- **Source excerpt**:
Results 1 to 10 of 10

Thread: mySQL LIKE

  1. #1
    Join Date
    Aug 2005
    Posts
    174
    Thanks
    3
    Thanked 0 Times in 0 Posts

    Default mySQL LIKE

    Hello,

    I have a field in my table with a string of letters, each letter represents a "feature" of a product.. e.g. if a product has touch screen and has bluetooth the string would be tb.

    This gets a little complicated when a product has lots of features like this
    Code:
    scbmrtl
    Using mySQL LIKE, i would want to search for products with multiple features.

    How can i construct search string in order for this to work?

    PHP Code:
    Features LIKE '$searchstring' 
    i have tried %t%b% but this doesnt always work... like in the string above..

  2. #2
    Join Date
    Jan 2007
    Location
    Davenport, Iowa
    Posts
    2,385
    Thanks
    100
    Thanked 113 Times in 111 Posts

    Default

    Code:
    select column from table where column regexp '[scbmrtl].*[scbmrtl]'
    Is the best I can think of. The above will match 'ss' and 'scb' and 'sss' and 'eppsppt' but not 's' or 'zvc'. It is designed to look for at least two letters (from your list) in your column even if the same one is listed twice.

    I was wracking my brains to try and get LIKE to work, but couldn't get anything to work. The more I thought about it your problem was begging for a regexp to step in. It is best to avoid using regexp except when you need it, because regexp tends to be server heavy. This may not be the case with MySQL queries like it is with PHP, but I doubt it. To read up more on regexp and MySQL go here.

    EDIT: Actually I think I could write out the code where LIKE would be used instead of using regexp, but the query would be around 15 to 20 times longer and would probably be just as server heavy as the above code if not more so.
    Last edited by james438; 12-31-2008 at 08:05 AM.
    To choose the lesser of two evils is still to choose evil. My personal site

  3. #3
    Join Date
    Jun 2005
    Location
    英国
    Posts
    11,876
    Thanks
    1
    Thanked 180 Times in 172 Posts
    Blog Entries
    2

    Default

    This is a fine example of how not to design your tables.

    There are two options, both of which are superior to this:
    1. Use a separate column boolean for each feature, or
    2. Use a bitset.

- **Written request 1**: From the listing, copy out the stretch from the line containing "the sunlit water" through the end of the listing, verbatim.
- **Written request 2**: Continue the forum thread on MySQL LIKE from where it stops.

- **Task material**:
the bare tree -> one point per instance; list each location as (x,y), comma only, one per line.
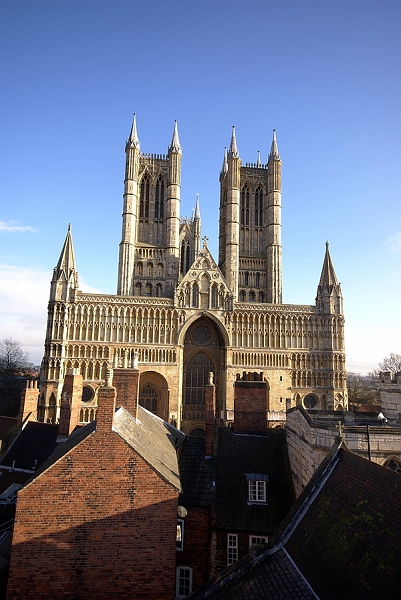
(362,389)
(391,363)
(14,369)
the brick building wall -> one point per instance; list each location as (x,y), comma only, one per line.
(107,527)
(310,441)
(196,547)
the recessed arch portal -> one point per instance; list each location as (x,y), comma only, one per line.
(153,393)
(204,352)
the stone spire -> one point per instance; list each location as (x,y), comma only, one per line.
(133,140)
(66,263)
(233,151)
(274,154)
(328,277)
(224,168)
(65,276)
(175,145)
(329,298)
(197,210)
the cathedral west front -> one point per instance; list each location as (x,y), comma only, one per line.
(180,314)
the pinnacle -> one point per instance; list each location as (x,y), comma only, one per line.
(274,154)
(175,145)
(233,151)
(133,140)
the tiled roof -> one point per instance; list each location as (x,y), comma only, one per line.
(153,439)
(196,474)
(239,454)
(341,540)
(272,576)
(351,534)
(32,446)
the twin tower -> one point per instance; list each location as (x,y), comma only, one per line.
(158,247)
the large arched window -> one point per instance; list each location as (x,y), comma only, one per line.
(195,295)
(196,377)
(259,207)
(144,198)
(245,205)
(148,398)
(159,199)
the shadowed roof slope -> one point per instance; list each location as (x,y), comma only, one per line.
(341,540)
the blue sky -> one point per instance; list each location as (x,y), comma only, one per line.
(325,74)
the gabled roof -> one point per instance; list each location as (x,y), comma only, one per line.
(258,579)
(239,456)
(203,264)
(31,447)
(342,538)
(348,543)
(153,439)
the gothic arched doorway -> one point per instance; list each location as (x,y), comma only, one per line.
(204,352)
(153,393)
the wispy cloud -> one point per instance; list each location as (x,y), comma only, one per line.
(13,227)
(24,294)
(394,242)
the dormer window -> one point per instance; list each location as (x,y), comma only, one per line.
(257,488)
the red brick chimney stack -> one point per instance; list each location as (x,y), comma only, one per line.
(250,403)
(71,398)
(126,381)
(106,404)
(29,401)
(210,410)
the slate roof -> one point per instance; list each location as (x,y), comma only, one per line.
(239,454)
(342,539)
(351,534)
(32,446)
(196,474)
(153,439)
(263,577)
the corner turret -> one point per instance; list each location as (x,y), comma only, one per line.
(64,283)
(329,298)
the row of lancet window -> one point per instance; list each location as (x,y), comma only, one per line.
(252,296)
(148,290)
(185,257)
(149,269)
(144,199)
(245,207)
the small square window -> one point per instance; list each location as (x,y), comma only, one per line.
(183,582)
(180,534)
(257,539)
(232,548)
(257,491)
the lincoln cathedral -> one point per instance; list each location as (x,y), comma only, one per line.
(180,315)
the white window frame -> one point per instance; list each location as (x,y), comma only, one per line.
(258,539)
(180,535)
(257,491)
(232,548)
(179,592)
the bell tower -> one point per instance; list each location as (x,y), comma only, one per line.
(250,226)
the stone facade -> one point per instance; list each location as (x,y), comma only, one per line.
(183,314)
(311,437)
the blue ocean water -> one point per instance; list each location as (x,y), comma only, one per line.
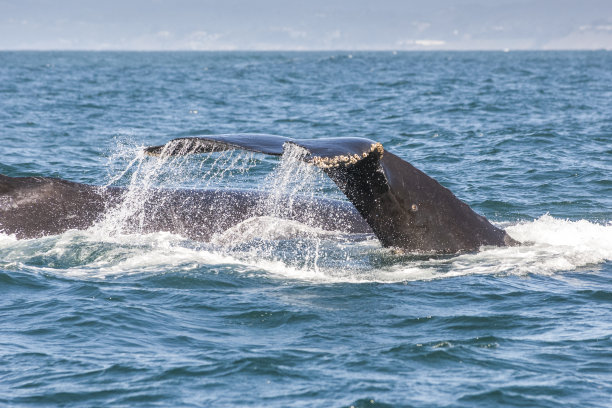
(279,314)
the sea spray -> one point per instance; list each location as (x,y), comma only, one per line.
(146,181)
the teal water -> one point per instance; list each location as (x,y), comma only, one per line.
(279,314)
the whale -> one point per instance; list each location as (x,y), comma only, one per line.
(387,196)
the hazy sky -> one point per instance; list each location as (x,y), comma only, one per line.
(305,25)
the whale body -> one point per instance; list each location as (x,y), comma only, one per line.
(400,204)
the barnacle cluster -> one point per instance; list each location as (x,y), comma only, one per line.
(346,160)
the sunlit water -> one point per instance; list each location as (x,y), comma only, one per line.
(275,312)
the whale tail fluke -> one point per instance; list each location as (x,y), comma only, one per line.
(404,207)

- **Final result 1**:
the sunlit water -> one point per instance; list each location as (x,y), comma only, one per line.
(275,312)
the whale tail fluke -> one point per instance; list each location as (x,y), comma only, one per line.
(404,207)

- **Final result 2**:
    Using separate columns may make your table quite wide, but is also the simplest (and probably most 'correct') way of doing it. The biggest disadvantage is that when adding a new feature you must add a whole new column. If you're not going to be adding new features to the table very often, that probably doesn't matter.

    Using a bitset, on the other hand, involves only a single column, and you can search the table for (a) specific feature(s) with the built-in binary operators. Adding a feature involves only setting the appropriate value. However, this does make the data a little harder to decipher at a glance (documentation for the meaning of each position in the bitset must be stored elsewhere, probably in the code), and won't be quite as efficient as the separate columns (although still much more efficient than your original strings).

    Note that % does match any number of characters, including none; your example above should work.
    Twey | I understand English | 日本語が分かります | mi jimpe fi le jbobau | mi esperanton komprenas | je comprends français | entiendo español | tôi ít hiểu tiếng Việt | ich verstehe ein bisschen Deutsch | beware XHTML | common coding mistakes | tutorials | various stuff | argh PHP!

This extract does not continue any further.